### ИЗУЧАЕМЫЙ ТЕКСТ
####################
Свидетельство Александра Шкляринского:
Меня поразило («поразило» – слово слишком литературное, но пусть будет) полное несоответствие внешности Сергея, всей его фигуры, его смеху. Вернее, манере смеяться. Тогда мне показалось, что именно смех, говоря словами Булгакова, выдавал Сергея с головой. Поясню.
От такого верзилы под два метра ростом, каким был Сережа, естественно было бы ожидать какого-нибудь шаляпинского рыка, гогота, ржанья… а ничего этого не было. Сергей смеялся каким-то коротким, или, как бы выразились в девятнадцатом веке, конфузливым смехом. И это делало его уязвимее, что ли. Хотя он все время старался демонстрировать именно уверенность и несокрушимость.
Иногда он посреди разговора внезапно втягивал голову в плечи, выставлял кулаки и делал несколько быстрых боксерских движений, как бы напоминая собеседнику, с кем тот имеет дело.
Вообще в те годы Сергей внутренне далеко не так был уверен в себе, каким хотел казаться, и первым выдавал его, да, именно смех.
Слова Шкляринского нуждаются только в одном уточнении: «в те годы» растянулись для Довлатова на всю жизнь. Неуверенность в себе заставляла его постоянно сверять себя с тем, что составляет сущность и причину писательства. Довлатов не только пишет, но пытается понять, почему он пишет. Из письма Людмиле Штерн от 31 мая 1968 года:
Для меня литература – выражение порядочности, совести, свободы и душевной боли. Я не знаю, зачем я пишу. Уж если так стоит вопрос, то ради денег. И я не уверен, что мои рассказы зарождаются именно во мне. Я их не создавал, я только записывал, мучительно подбирая слова, которые бы кое-как отвечали тому, что я слышу, как голос извне. Ты знаешь, что я не отличаюсь большим самомнением. А сейчас пишу тебе совершенно искренне: все, что говорят о моих рассказах, как бы они ни были несовершенны, для меня откровение.
####################
### ИСХОДНЫЕ СТРОКИ
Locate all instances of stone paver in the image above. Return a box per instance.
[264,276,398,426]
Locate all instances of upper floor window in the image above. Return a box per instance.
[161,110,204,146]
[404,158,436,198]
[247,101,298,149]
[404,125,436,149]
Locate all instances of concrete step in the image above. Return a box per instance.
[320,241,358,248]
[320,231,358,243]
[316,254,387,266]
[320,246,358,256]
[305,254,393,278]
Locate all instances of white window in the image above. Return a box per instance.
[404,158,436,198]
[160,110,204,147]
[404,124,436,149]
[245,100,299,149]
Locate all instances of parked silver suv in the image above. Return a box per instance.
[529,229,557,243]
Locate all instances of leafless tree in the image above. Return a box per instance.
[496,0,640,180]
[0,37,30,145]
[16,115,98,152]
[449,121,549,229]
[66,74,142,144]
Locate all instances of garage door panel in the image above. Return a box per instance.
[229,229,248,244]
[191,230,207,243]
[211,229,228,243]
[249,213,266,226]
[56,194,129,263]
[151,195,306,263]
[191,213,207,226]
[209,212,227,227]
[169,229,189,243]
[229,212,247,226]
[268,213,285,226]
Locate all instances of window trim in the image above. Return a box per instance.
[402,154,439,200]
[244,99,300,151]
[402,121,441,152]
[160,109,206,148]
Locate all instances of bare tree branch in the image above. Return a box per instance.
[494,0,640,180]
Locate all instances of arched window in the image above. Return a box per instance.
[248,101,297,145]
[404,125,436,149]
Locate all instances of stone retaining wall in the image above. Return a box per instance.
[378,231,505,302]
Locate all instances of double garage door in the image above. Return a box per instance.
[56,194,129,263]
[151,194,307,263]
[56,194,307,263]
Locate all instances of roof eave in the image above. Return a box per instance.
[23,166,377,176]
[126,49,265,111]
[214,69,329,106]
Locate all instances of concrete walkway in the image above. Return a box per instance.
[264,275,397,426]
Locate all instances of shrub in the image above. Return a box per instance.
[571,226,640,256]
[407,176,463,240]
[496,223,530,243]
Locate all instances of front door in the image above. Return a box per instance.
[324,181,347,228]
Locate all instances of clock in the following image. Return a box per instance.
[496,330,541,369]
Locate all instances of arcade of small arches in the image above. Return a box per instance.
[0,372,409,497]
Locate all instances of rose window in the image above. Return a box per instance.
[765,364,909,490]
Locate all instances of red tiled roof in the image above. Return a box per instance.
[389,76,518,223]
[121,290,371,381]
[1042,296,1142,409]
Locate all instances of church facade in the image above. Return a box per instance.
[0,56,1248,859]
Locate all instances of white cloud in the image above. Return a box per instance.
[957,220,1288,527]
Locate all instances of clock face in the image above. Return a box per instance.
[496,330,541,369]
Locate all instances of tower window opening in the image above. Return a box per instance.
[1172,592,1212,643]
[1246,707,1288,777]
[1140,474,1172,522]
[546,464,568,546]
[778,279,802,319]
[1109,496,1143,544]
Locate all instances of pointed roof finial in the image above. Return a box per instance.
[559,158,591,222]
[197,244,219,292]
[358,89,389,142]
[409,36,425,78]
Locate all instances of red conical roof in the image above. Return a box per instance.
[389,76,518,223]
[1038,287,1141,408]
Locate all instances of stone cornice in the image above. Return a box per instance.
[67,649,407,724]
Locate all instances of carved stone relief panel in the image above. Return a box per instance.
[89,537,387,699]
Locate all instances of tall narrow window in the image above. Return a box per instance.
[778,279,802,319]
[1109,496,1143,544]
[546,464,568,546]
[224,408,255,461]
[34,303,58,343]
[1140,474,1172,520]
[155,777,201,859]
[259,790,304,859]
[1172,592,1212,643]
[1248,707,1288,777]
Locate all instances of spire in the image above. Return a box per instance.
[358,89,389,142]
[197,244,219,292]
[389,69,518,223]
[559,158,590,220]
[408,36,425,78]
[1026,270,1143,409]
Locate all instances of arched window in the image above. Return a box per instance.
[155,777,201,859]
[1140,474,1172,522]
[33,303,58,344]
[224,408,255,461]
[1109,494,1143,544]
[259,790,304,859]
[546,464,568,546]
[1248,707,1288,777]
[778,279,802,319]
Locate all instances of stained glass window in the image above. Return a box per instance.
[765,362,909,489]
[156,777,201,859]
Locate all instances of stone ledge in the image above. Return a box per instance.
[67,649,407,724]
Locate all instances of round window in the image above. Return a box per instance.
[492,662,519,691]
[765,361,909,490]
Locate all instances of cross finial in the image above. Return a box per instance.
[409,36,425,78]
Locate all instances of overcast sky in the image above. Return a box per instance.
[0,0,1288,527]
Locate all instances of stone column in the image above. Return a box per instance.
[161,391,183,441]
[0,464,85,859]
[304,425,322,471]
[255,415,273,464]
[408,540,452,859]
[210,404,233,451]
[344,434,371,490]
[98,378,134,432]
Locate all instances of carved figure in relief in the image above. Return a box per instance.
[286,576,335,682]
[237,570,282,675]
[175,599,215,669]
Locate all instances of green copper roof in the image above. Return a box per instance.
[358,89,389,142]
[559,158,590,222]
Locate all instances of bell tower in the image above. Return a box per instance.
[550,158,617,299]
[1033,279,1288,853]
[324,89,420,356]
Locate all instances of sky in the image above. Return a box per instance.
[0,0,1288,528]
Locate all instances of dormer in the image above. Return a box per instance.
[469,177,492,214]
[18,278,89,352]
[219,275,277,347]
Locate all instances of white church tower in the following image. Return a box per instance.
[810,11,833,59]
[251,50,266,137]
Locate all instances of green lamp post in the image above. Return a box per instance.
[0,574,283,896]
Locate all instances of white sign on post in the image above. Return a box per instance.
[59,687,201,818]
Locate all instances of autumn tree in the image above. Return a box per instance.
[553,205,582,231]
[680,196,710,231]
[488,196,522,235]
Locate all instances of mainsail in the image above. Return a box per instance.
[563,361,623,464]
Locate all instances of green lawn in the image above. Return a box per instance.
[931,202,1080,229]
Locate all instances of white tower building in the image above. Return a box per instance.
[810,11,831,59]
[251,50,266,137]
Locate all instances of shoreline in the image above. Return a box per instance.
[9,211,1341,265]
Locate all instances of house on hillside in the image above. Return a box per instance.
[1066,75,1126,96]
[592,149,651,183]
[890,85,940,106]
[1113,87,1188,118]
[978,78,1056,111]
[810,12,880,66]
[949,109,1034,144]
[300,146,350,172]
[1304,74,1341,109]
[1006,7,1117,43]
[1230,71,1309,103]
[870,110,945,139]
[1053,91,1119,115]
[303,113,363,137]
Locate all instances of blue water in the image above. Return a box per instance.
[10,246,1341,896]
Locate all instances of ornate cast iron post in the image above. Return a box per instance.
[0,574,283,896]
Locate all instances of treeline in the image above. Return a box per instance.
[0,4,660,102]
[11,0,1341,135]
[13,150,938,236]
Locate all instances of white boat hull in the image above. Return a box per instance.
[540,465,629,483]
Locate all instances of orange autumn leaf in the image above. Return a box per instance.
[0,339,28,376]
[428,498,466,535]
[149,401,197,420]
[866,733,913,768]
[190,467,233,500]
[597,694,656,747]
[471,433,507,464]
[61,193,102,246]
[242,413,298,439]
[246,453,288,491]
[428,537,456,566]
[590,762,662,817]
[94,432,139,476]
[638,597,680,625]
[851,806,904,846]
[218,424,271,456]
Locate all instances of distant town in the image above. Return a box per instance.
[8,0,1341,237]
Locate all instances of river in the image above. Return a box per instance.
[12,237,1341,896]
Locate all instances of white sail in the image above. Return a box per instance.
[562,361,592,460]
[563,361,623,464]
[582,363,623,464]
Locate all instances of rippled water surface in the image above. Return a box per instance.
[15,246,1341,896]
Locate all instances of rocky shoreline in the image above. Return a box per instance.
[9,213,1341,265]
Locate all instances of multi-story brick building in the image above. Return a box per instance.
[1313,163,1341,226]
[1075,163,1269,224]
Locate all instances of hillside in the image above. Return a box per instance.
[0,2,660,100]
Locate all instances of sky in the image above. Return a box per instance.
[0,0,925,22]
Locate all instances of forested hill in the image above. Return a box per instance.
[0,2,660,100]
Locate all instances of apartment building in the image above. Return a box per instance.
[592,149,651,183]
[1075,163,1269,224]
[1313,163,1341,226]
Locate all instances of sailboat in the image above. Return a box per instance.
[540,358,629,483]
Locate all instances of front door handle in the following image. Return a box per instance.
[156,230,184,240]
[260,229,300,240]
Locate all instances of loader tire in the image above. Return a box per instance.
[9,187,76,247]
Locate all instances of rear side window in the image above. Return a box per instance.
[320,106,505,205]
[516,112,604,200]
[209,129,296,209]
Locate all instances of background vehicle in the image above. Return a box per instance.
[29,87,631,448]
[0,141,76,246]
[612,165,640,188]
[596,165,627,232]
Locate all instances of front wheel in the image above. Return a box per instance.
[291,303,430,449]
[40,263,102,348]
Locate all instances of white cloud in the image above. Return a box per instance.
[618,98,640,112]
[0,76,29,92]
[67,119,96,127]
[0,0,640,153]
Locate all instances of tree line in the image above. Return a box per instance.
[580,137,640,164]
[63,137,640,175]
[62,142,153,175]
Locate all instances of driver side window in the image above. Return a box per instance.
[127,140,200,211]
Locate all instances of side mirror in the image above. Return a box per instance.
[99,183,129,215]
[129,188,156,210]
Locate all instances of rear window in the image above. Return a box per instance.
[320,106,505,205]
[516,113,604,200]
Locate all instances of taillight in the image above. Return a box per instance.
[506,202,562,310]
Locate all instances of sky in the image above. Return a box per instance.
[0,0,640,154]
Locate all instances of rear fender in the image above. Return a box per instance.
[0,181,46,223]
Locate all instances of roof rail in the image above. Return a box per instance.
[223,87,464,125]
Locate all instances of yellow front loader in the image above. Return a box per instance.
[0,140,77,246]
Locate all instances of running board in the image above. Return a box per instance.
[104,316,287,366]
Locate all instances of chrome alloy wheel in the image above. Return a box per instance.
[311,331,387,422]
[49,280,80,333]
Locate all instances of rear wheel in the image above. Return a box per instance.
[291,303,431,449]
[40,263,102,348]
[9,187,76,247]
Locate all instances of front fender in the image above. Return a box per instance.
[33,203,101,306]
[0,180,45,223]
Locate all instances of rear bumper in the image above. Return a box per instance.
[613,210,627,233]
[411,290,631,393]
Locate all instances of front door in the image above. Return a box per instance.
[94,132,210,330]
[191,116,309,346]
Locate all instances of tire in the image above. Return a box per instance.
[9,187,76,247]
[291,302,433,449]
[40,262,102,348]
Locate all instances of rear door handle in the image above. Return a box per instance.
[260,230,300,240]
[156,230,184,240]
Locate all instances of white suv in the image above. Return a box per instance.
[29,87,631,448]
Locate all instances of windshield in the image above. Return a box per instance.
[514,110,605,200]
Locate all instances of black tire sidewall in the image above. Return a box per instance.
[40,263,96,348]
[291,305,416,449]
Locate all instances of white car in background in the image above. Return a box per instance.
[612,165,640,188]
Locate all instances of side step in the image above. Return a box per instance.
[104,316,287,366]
####################
### УСЛОВИЯ ЗАДАНИЙ
1. Воспроизведите без изменений отрывок текста о Довлатове: начните с места, где стоят слова «От такого верзилы», и закончите словами «тот имеет дело.» включительно.
2. Продолжите текст о Довлатове, начав сразу после его последнего предложения.

### ОТВЕТЫ НА ЗАДАНИЯ
1.
От такого верзилы под два метра ростом, каким был Сережа, естественно было бы ожидать какого-нибудь шаляпинского рыка, гогота, ржанья… а ничего этого не было. Сергей смеялся каким-то коротким, или, как бы выразились в девятнадцатом веке, конфузливым смехом. И это делало его уязвимее, что ли. Хотя он все время старался демонстрировать именно уверенность и несокрушимость.
Иногда он посреди разговора внезапно втягивал голову в плечи, выставлял кулаки и делал несколько быстрых боксерских движений, как бы напоминая собеседнику, с кем тот имеет дело.

2.
В это время Довлатов практически каждый день бывает в Комарове, где в Доме творчества отдыхала семья Пановой. Он близко соприкасается с литературной средой старшего поколения, не испытывая к ее представителям особого благоговения. Знакомство становится предметом для литературоцентричных шуток Довлатова, к которым он всегда тяготел. Из июньского письма к Штерн:
Дорогая, Дом творчества набит веселым, мохнатым зверьем с человеческими глазами. Среди писателей – довольно много однофамильцев великих людей. В частности, Шевченко и Белинский. Мне нестерпимо захотелось взглянуть на писателя по фамилии Белинский, и я зашел к нему как бы за спичками. Белинский оказался довольно вялым евреем с бежевыми встревоженными ушами.
В эти же дни идет работа над крупным текстом, о чем Довлатов, конечно, пишет своему адресату – одному из немногих читателей и критиков его прозы:
«Записки тренера» подвигаются довольно быстро и сулят 100 страниц. 40 – готовы. В этой повести я использую совершенно новый для себя стиль, который замыкается не на слове, не на драматическом соприкосновении слов, а на тех состояниях, на той атмосфере, что должна быть воссоздана любой ценой, любым языком. В этой повести слова гораздо облегченнее, прохладнее. Я хочу показать мир порока как мир душевных болезней, безрадостный и заманчивый. Я хочу показать, что нездоровье бродит по нашим следам, как дьявол-искуситель, напоминая о себе то вспышкой неясного волнения, то болью без награды. Еще я хочу показать, что подлинное зрение возможно лишь на грани тьмы и света, а по обеим сторонам от этой грани бродят слепые.
Нельзя сказать, что авторская аннотация манит прочитать «Записки тренера». В словах автора присутствует определенное кокетство, игра с модным тогда экзистенциализмом («подлинное зрение возможно лишь на грани тьмы и света…»). Но тут важно другое. Довлатов продолжает искать свой стиль, который позволит говорить о том же «подлинном зрении» без пафоса и завитушек, разделяющих литературу и литературность.